Reproduce every line of the material below word for word, leaving out the pictures.

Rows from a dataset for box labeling
--

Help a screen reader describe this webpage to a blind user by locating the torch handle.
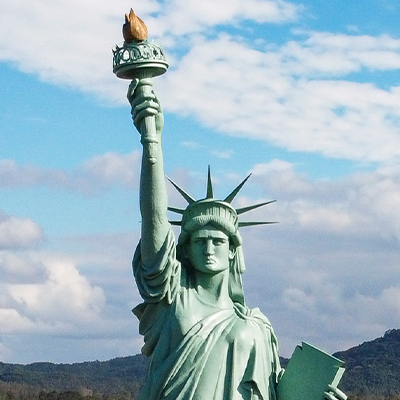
[138,79,159,164]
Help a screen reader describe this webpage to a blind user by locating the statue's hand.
[127,79,164,134]
[325,385,347,400]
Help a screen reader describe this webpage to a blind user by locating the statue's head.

--

COMPLETE OUTPUT —
Help a screen reader describe this webpage to a blind user by locating the torch handle.
[138,79,159,164]
Help a screen reader describe this webpage to a blind user by locating the statue's hand.
[127,79,164,134]
[325,385,347,400]
Help a screen reader describe this webpage to a blind user by locating the statue's head.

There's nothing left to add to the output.